== Exercise instructions ==
Can you reproduce every one of the lines below word for word, leaving the pictures out?

== Records supplied ==

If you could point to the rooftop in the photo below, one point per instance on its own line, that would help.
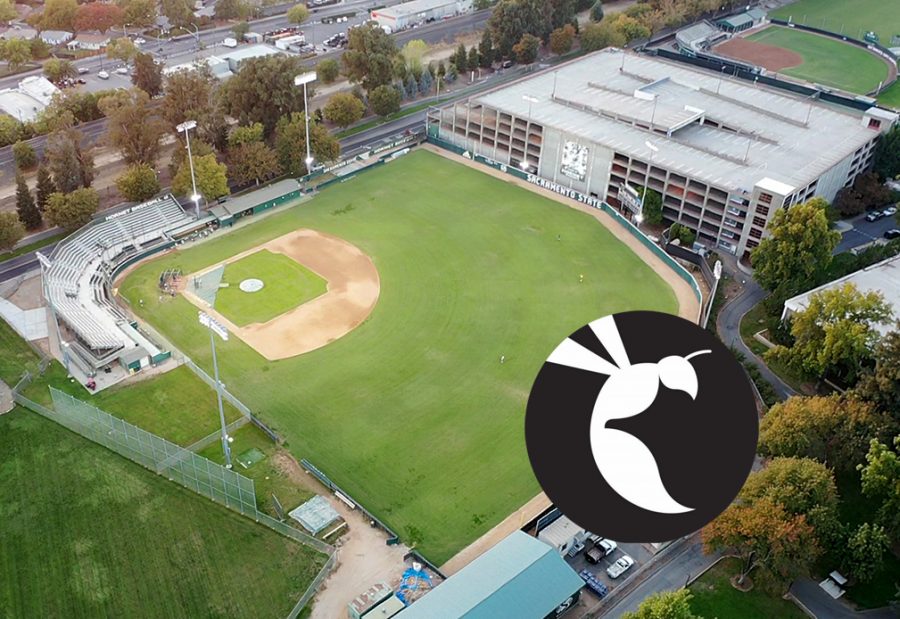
(603, 96)
(519, 577)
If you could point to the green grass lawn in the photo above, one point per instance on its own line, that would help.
(411, 412)
(286, 284)
(827, 61)
(715, 597)
(87, 533)
(853, 19)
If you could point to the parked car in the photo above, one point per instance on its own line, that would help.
(622, 565)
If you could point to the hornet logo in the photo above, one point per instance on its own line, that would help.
(641, 427)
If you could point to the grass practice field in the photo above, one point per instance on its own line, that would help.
(87, 533)
(850, 17)
(826, 61)
(412, 412)
(287, 284)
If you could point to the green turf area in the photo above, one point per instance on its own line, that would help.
(827, 61)
(287, 284)
(411, 412)
(715, 597)
(87, 533)
(853, 19)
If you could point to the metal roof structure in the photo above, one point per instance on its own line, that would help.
(519, 577)
(613, 98)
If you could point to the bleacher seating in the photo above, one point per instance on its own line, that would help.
(76, 280)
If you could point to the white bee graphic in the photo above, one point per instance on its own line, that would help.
(625, 462)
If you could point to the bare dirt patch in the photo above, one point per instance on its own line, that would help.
(353, 288)
(768, 56)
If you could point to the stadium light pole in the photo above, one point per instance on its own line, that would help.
(186, 127)
(302, 80)
(216, 328)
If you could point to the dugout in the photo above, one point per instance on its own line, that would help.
(255, 201)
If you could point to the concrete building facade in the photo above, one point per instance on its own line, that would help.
(724, 154)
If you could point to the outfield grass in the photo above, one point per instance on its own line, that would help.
(411, 412)
(286, 284)
(826, 61)
(87, 533)
(715, 597)
(853, 19)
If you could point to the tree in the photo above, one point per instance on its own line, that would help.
(369, 57)
(71, 166)
(881, 481)
(71, 211)
(665, 605)
(343, 109)
(253, 162)
(834, 430)
(15, 52)
(98, 16)
(298, 14)
(328, 70)
(212, 181)
(880, 385)
(23, 154)
(11, 231)
(57, 70)
(263, 91)
(835, 334)
(764, 536)
(384, 100)
(25, 207)
(866, 549)
(59, 15)
(138, 183)
(797, 252)
(121, 49)
(526, 50)
(486, 50)
(291, 132)
(44, 187)
(136, 128)
(561, 39)
(887, 154)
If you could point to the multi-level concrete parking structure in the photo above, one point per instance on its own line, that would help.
(725, 154)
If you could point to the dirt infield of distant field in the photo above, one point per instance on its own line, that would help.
(353, 288)
(768, 56)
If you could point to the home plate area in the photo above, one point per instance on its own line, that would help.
(290, 295)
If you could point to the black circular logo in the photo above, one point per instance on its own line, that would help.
(641, 427)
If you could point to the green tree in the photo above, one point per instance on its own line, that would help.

== Exercise answer ==
If you could point to the rooftop in the photo below, one point per instance on its own line, that would help.
(603, 96)
(519, 577)
If you could point to the green grass lawn in the photo above, one point per instance on its own line, that would help.
(411, 412)
(286, 284)
(827, 61)
(715, 597)
(87, 533)
(853, 19)
If you could point to the parked car in the photo above, one point per instance on its own line, that would help.
(622, 565)
If you could point to the hornet logo in the photo above, one point per instance on its own line, that would help.
(641, 427)
If you could point to the grass practice field in the photo above, one point per instance on its own line, that would help.
(87, 533)
(850, 17)
(826, 61)
(412, 412)
(287, 284)
If you could point to the green turf area in the photo above, one point per instance on its own line, that would help.
(827, 61)
(287, 284)
(411, 412)
(715, 597)
(87, 533)
(853, 19)
If you could point to the metal roof structure in the photo above, one point per instance on its own line, that would help.
(519, 577)
(613, 98)
If you could point to the bleacher seating in the photo above, one point per instance on its own line, that would help.
(76, 280)
If you could point to the white bee graphic in the photo above, one point per instance on its own line, that would help.
(625, 462)
If you could point to the bare dirt patch in the photo above, one point per instance on its own line, that would help.
(353, 288)
(768, 56)
If you could point to the stadium light pole in the photo above, one point per instance on its own line, that would help.
(186, 127)
(302, 80)
(216, 328)
If you could point to the dugout in the photo above, one point per instance on its own line, that would help.
(255, 201)
If you could point to the concrete building facade in the photo above, one point per instance on its own line, that would help.
(724, 154)
If you could point to the outfield grass in the photo above, one point per instance on its own line, that would help.
(411, 412)
(286, 284)
(826, 61)
(87, 533)
(715, 597)
(853, 19)
If you could point to the tree in the photo above, one point per instance on its own line, that would help.
(369, 57)
(71, 166)
(881, 481)
(71, 211)
(665, 605)
(343, 109)
(253, 162)
(834, 430)
(15, 52)
(98, 16)
(298, 14)
(328, 70)
(212, 181)
(880, 385)
(23, 154)
(11, 231)
(57, 70)
(263, 91)
(835, 334)
(764, 536)
(384, 100)
(25, 207)
(866, 549)
(59, 15)
(138, 183)
(797, 252)
(121, 49)
(526, 50)
(486, 50)
(291, 132)
(44, 187)
(136, 128)
(561, 39)
(887, 154)
If you could point to the multi-level concrete parking structure in the photo above, one point per instance on its own line, that would help.
(725, 154)
If you could point to the dirt infield of distant field in the photo above, one point per instance on its own line, that would help.
(353, 288)
(768, 56)
If you could point to the home plate area in the photo above, one point per instance on its own line, that would help.
(290, 295)
If you could point to the black circular logo in the photo above, one point per instance on its own line, that would help.
(641, 427)
If you could point to the green tree in the photo above, one point per instance on its own line, that would help.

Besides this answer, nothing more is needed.